LEESFRAGMENT:
• • • • • • •

Uitspraak: 31 maart 2005
Rolnummer: 04/1547 KG
Rolnr. rechtbank: KG ZA 04-951
HET GERECHTSHOF TE 'S-GRAVENHAGE, eerste civiele kamer, heeft het volgende arrest gewezen in de zaak van:
GEMEENTE SPIJKENISSE,
zetelend te Spijkenisse,
GEMEENTE BERNISSE,
zetelend te Bernisse,
GEMEENTE BRIELLE,
zetelend te Brielle,
GEMEENTE HELLEVOETSLUIS,
zetelend te Hellevoetsluis,
GEMEENTE RIDDERKERK,
zetelend te Ridderkerk,
GEMEENTE ROZENBURG,
zetelend te Rozenburg en
GEMEENTE WESTVOORNE,
zetelend te Westvoorne,
appellanten in het principaal appel,
geïntimeerden in het incidenteel appel,
hierna te noemen: de gemeenten,
procureur: mr. P.J.M. von Schmidt auf Altenstadt,
UPC KABEL TV & TELECOM B.V.,
gevestigd te Rotterdam en
UPC NEDERLAND B.V.,
gevestigd te Amsterdam,
geïntimeerden in het principaal appel,
appellanten in het incidenteel appel,
hierna te noemen: UPC c.s.,
procureur: mr. E. Grabandt.
Het geding in hoger beroep
Bij exploot van 5 november 2004 zijn de gemeenten in hoger beroep gekomen van het vonnis in kort geding van 28 oktober 2004 door de voorzieningenrechter in de rechtbank te Rotterdam gewezen tussen partijen. De gemeenten hebben twee grieven tegen het vonnis aangevoerd, welke door UPC c.s. bij memorie van antwoord (met producties) tevens houdende incidenteel appel zijn bestreden. In het incidenteel appel hebben UPC c.s. drie grieven tegen het vonnis aangevoerd, welke door de gemeenten bij memorie van antwoord in het incidenteel appel (met producties) zijn bestreden.
Op 7 februari 2005 hebben partijen hun zaak (aan de hand van overgelegde pleitnotities) voor het hof doen bepleiten, de gemeenten door mrs. M.F.J. Haak en J.F.A. Doeleman, advocaten te Amsterdam, UPC c.s. door mr. Q.R. Kroes, advocaat te Amsterdam. De gemeenten hebben daarbij aanvullende producties overgelegd en een akte wijziging/vermeerdering van eis genomen. UPC c.s. hebben hiertegen geen bezwaar gemaakt.
Ten slotte hebben partijen de stukken overgelegd en arrest gevraagd.

• • • • • • •

STUDIEMATERIAAL:
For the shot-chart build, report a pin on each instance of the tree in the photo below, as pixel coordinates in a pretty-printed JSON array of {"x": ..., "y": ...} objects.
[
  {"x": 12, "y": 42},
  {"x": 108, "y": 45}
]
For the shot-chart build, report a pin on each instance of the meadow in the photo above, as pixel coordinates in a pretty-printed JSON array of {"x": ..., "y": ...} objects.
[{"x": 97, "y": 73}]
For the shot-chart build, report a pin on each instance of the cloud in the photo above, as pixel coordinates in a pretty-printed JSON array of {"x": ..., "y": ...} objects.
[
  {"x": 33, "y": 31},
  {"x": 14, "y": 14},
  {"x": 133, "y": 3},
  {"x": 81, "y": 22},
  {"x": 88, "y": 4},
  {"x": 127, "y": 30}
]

• • • • • • •

ONDERDELEN OPDRACHT:
[1] Schrijf de passage uit het arrest over, te beginnen bij "Op 7 februari" en doorlopend tot en met "en arrest gevraagd.".
[2] Op welke datum hebben partijen volgens het arrest hun zaak voor het hof doen bepleiten?
[3] Noem alle gemeenten die in het arrest als partij worden vermeld.

ANTWOORDEN:
[1]
Op 7 februari 2005 hebben partijen hun zaak (aan de hand van overgelegde pleitnotities) voor het hof doen bepleiten, de gemeenten door mrs. M.F.J. Haak en J.F.A. Doeleman, advocaten te Amsterdam, UPC c.s. door mr. Q.R. Kroes, advocaat te Amsterdam. De gemeenten hebben daarbij aanvullende producties overgelegd en een akte wijziging/vermeerdering van eis genomen. UPC c.s. hebben hiertegen geen bezwaar gemaakt.
Ten slotte hebben partijen de stukken overgelegd en arrest gevraagd.

[2] Op 7 februari 2005.

[3] Spijkenisse, Bernisse, Brielle, Hellevoetsluis, Ridderkerk, Rozenburg en Westvoorne.